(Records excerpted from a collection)
▽

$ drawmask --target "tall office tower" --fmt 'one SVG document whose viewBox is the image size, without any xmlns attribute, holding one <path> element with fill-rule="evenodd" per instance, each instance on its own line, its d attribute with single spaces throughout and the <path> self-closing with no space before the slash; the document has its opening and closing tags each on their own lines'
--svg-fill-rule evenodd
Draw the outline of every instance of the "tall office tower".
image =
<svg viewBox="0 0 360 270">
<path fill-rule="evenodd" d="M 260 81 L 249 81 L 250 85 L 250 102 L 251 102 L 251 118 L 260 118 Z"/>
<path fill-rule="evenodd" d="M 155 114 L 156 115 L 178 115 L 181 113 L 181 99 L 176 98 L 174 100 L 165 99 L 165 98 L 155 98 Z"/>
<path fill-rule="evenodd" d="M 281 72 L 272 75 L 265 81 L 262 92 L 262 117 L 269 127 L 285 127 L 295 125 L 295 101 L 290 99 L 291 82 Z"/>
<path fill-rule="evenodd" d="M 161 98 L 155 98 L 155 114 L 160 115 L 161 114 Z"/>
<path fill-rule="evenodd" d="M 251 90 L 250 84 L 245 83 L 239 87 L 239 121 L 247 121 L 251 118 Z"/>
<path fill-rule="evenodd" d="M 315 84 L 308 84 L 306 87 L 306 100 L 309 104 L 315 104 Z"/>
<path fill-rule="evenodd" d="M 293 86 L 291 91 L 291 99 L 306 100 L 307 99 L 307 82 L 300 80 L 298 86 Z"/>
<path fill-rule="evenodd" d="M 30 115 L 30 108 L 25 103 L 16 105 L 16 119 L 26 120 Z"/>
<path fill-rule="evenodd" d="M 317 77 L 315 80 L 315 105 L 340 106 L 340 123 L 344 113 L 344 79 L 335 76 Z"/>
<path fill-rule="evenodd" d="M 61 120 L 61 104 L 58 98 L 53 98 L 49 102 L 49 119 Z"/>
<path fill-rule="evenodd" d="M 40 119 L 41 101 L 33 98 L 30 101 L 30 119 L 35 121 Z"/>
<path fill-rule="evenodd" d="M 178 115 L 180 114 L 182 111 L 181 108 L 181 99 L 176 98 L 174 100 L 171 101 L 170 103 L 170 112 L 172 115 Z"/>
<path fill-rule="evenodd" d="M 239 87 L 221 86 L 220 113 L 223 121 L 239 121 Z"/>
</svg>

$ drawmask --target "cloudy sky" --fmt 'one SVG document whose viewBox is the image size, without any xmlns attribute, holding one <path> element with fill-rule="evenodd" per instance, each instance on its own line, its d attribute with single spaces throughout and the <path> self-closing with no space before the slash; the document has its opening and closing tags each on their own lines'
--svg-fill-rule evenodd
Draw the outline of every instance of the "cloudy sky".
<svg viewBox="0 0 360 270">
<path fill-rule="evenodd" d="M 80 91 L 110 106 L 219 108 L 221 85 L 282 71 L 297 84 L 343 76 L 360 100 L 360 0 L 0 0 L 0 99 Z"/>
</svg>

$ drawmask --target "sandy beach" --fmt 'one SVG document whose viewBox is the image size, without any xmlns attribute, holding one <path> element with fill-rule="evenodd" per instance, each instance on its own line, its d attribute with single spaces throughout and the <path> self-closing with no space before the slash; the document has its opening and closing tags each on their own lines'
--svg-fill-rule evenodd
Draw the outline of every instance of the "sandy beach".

△

### Activity
Repeat all of the entries above exactly.

### Your solution
$ drawmask --target "tall office tower" --fmt 'one SVG document whose viewBox is the image size, without any xmlns attribute, holding one <path> element with fill-rule="evenodd" per instance, each instance on its own line, its d attribute with single spaces throughout and the <path> self-closing with no space before the slash; the document has its opening and closing tags each on their own lines'
--svg-fill-rule evenodd
Draw the outline of every instance of the "tall office tower".
image =
<svg viewBox="0 0 360 270">
<path fill-rule="evenodd" d="M 260 81 L 249 81 L 250 85 L 250 102 L 251 102 L 251 118 L 260 118 Z"/>
<path fill-rule="evenodd" d="M 155 114 L 156 115 L 178 115 L 181 113 L 181 99 L 176 98 L 174 100 L 165 99 L 165 98 L 155 98 Z"/>
<path fill-rule="evenodd" d="M 281 72 L 272 75 L 265 81 L 262 92 L 262 117 L 269 127 L 285 127 L 295 125 L 295 101 L 290 99 L 291 82 Z"/>
<path fill-rule="evenodd" d="M 161 98 L 155 98 L 155 114 L 160 115 L 161 114 Z"/>
<path fill-rule="evenodd" d="M 251 90 L 250 84 L 245 83 L 239 87 L 239 121 L 247 121 L 251 118 Z"/>
<path fill-rule="evenodd" d="M 315 84 L 308 84 L 306 87 L 306 100 L 309 104 L 315 104 Z"/>
<path fill-rule="evenodd" d="M 293 86 L 291 91 L 291 99 L 306 100 L 307 99 L 307 82 L 300 80 L 298 86 Z"/>
<path fill-rule="evenodd" d="M 30 115 L 30 108 L 25 103 L 16 105 L 16 119 L 26 120 Z"/>
<path fill-rule="evenodd" d="M 317 77 L 315 80 L 315 105 L 340 106 L 340 123 L 344 113 L 344 79 L 335 76 Z"/>
<path fill-rule="evenodd" d="M 61 120 L 61 104 L 58 98 L 53 98 L 49 102 L 49 119 Z"/>
<path fill-rule="evenodd" d="M 40 119 L 41 101 L 33 98 L 30 101 L 30 119 L 35 121 Z"/>
<path fill-rule="evenodd" d="M 178 115 L 180 114 L 182 111 L 181 108 L 181 99 L 176 98 L 174 100 L 171 101 L 170 103 L 170 112 L 172 115 Z"/>
<path fill-rule="evenodd" d="M 239 87 L 221 86 L 220 113 L 223 121 L 239 121 Z"/>
</svg>

$ drawmask --target "cloudy sky" --fmt 'one SVG document whose viewBox is the image size, without any xmlns attribute, holding one <path> element with fill-rule="evenodd" per instance, each instance on its own line, its d attribute with single spaces throughout and the <path> self-closing with no space before the slash; the document has its opening and closing tags each on their own lines'
--svg-fill-rule evenodd
Draw the outline of every instance of the "cloudy sky".
<svg viewBox="0 0 360 270">
<path fill-rule="evenodd" d="M 80 91 L 110 106 L 219 108 L 221 85 L 282 71 L 297 84 L 343 76 L 360 100 L 360 0 L 0 0 L 0 99 Z"/>
</svg>

$ drawmask --target "sandy beach" --fmt 'one SVG document whose viewBox is the image size, without any xmlns attribute, holding one <path> element with fill-rule="evenodd" per instance, each instance on its own line, its d attribute with single spaces throughout and the <path> self-closing with no space before the slash; the document has its opening and closing tags each on their own lines'
--svg-fill-rule evenodd
Draw the outline of every instance of the "sandy beach".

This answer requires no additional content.